● **Exercise instructions**: Retype exactly the lines of the material below, from the one containing "Could you put a marker on the paved" through the last, with both ends kept.

● **Source material**:
+ + + + + + +

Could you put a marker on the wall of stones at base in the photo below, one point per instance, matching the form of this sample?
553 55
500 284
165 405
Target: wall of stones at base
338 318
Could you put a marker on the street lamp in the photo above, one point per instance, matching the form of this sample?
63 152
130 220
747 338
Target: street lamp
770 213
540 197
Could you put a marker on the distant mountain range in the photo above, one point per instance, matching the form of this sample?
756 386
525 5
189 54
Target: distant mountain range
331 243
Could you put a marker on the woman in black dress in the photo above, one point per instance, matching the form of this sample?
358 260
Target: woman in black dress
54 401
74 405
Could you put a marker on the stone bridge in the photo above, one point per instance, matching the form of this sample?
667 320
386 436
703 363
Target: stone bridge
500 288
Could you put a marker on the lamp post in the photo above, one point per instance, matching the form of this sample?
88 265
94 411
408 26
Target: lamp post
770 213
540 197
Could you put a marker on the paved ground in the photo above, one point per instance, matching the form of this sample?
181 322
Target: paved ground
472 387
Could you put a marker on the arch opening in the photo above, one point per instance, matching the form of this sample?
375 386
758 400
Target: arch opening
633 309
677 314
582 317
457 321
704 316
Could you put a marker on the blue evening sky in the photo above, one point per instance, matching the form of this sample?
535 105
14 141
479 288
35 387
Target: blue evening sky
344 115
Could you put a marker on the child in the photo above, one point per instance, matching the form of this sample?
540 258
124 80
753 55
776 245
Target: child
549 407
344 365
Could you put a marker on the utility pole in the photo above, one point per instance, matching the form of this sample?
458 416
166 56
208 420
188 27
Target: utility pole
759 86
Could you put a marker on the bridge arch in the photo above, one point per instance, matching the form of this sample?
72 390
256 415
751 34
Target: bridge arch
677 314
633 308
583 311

+ + + + + + +

● **Expected answer**:
Could you put a marker on the paved ground in the photo above, one point per instance, matching the form of this sample?
181 322
Target: paved ground
472 387
Could you put a marker on the arch opening in the photo above, one point per instance, matching the form of this sample?
375 386
758 400
Target: arch opening
633 309
677 314
582 317
457 321
704 316
Could you put a marker on the blue evening sky in the photo above, one point per instance, matching the form of this sample?
535 105
14 141
479 288
35 387
Target: blue evening sky
344 115
Could you put a marker on the child in the photo above, one point per instance, matching the form of this sample?
540 258
124 80
753 55
776 245
Target: child
549 407
344 365
Could you put a marker on the utility pole in the photo above, one point per instance, matching the form of this sample?
458 416
166 56
208 420
188 27
Target: utility pole
759 86
Could you put a marker on the bridge arch in the photo above, one point per instance, matching the form of this sample?
72 390
256 415
751 34
Target: bridge arch
677 314
633 308
583 311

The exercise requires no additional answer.